• Compito da svolgere
Elenca tutti i settori in cui la buona fede oggettiva è clausola generale e principio ispiratore dell'ordinamento, secondo il brano sul contatto sociale qualificato.

• Brano
In sintesi, la particolarità della materia giustifica un’applicazione settoriale della novella, la quale è intervenuta, tra l’altro, a soddisfare quelle esigenze specifiche dell’ambiente medico sanitario e, pertanto, non è suscettibile di inficiare la teoria elaborata sul contatto sociale qualificato e le sue ripercussioni in tema di responsabilità da inadempimento.

Siffatta conclusione trova avvallo nella più recente giurisprudenza intervenuta sul punto.

In conclusione, il contatto sociale qualificato, quale contatto senza contratto comporta in capo alle parti una serie di obblighi e doveri, oltreché divieti, che traggono il loro fondamento dalla buona fede oggettiva. Quest’ultima è clausola generale e principio ispiratore dell’ordinamento, tanto nel settore civile, quanto in quello penale e amministrativo.

La buona fede, a sua volta, rinviene il proprio referente codicistico all’art. 1173 c.c., ove si fa esplicito riferimento alla regola della correttezza, la quale ultima altro non è se non una particolare accezione della buona fede una volta assodata la sua valenza positiva, oltreché negativa.

• Voci riportate

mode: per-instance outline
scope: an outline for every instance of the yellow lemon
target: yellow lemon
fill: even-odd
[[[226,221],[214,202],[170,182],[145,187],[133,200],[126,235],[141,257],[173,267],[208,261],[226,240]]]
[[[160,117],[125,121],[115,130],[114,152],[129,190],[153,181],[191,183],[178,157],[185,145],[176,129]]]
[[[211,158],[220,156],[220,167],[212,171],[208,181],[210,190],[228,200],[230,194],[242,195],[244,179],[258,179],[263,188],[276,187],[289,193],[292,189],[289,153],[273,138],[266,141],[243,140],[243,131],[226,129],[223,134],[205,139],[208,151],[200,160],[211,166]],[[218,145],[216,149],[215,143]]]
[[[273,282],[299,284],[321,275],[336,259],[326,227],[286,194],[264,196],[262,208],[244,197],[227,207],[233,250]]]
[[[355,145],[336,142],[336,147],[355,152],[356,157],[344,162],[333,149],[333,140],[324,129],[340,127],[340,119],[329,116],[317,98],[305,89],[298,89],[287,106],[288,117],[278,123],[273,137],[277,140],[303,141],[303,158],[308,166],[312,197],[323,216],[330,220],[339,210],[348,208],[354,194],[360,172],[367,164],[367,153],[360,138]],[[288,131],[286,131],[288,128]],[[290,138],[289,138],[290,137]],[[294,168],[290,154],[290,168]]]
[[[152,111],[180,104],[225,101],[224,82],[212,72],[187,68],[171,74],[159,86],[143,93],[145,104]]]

* * *

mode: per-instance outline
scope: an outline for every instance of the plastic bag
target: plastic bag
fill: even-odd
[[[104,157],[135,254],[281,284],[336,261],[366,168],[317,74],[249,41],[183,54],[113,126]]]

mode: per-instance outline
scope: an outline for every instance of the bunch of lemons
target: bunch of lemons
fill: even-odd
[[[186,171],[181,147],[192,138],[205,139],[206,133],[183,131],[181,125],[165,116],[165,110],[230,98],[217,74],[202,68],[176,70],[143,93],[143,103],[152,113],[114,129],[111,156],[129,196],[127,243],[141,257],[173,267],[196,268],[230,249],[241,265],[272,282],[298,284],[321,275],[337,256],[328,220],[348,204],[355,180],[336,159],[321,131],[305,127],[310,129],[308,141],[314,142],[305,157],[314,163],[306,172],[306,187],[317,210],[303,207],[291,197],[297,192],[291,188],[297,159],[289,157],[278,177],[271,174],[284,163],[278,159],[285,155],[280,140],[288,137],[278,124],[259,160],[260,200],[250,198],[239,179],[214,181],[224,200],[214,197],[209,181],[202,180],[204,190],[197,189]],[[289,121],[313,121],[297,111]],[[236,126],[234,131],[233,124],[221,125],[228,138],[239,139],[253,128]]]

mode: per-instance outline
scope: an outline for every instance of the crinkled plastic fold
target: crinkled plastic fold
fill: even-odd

• Risposta
Civile, penale e amministrativo.